SELECTED EXCERPT
** Start **
Outsourcing forces organizations to reassess core competencies continually and evaluate options in relation to noncore activities. Because they often focus on cost cutting, organizations may not take the time to work through the issues including potential corporate structures and locations.

Outsourcing enables companies to find partners who are already in the business they want to be in. It allows them to fill a gap in their suite of services and take specific services to market. Instead of waiting for mergers and acquisitions to help them make these gains, companies are turning to outsourcing to reshape themselves, shedding the processes and operations that no longer distinguish them competitively and tapping into other providers' hubs of expertise for the skills and services they need. IBM, for example, sold its PC hardware business to Chinese PC-maker Lenovo in 2004 and now outsources its PC procurement services to Lenovo. At the same time, Lenovo outsources marketing and sales support to IBM.

Finally, getting back to Six Sigma, the cost savings and quality improvements that have resulted from Six Sigma corporate implementations are significant. Motorola has reported $17 billion in savings since implementation in the mid 1980s. Lockheed Martin, GE, Honeywell, and many others have experienced tremendous benefits from Six Sigma.

Appendix 1: The Terms Standard Deviation (σ), Mean (µ), and Six Sigma

Sigma (the lower-case Greek letter σ) is used to represent standard deviation (a measure of variation) of a population. The term "six sigma process" comes from the notion that if one has six standard deviations between the mean (indicated by lower-case Greek letter µ) of a process and the nearest specification limit, there will be practically no items that fail to meet the specifications. This is based on the calculation method employed in a Process Capability Study, often used by quality professionals. The term "Six Sigma" has its roots in this tool.

Click here for a larger image.
** End **
STATED PROBLEM A
Please list every line of the records that contains the string "outline".
The excerpt and the records come from unrelated sources.

RAW RECORDS
** Start **
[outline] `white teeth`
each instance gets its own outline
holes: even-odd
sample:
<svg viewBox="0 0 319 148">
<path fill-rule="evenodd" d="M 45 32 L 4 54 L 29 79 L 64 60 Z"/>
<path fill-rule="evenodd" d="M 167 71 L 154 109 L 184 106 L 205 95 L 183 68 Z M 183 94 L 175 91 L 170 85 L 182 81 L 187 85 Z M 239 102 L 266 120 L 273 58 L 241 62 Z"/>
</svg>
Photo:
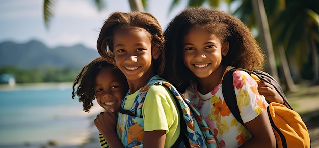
** End **
STATED PROBLEM B
In the excerpt, what savings has Motorola reported since implementing Six Sigma?

WRITTEN ANSWER A
[outline] `white teeth`
each instance gets its own outline

WRITTEN ANSWER B
$17 billion since implementation in the mid 1980s.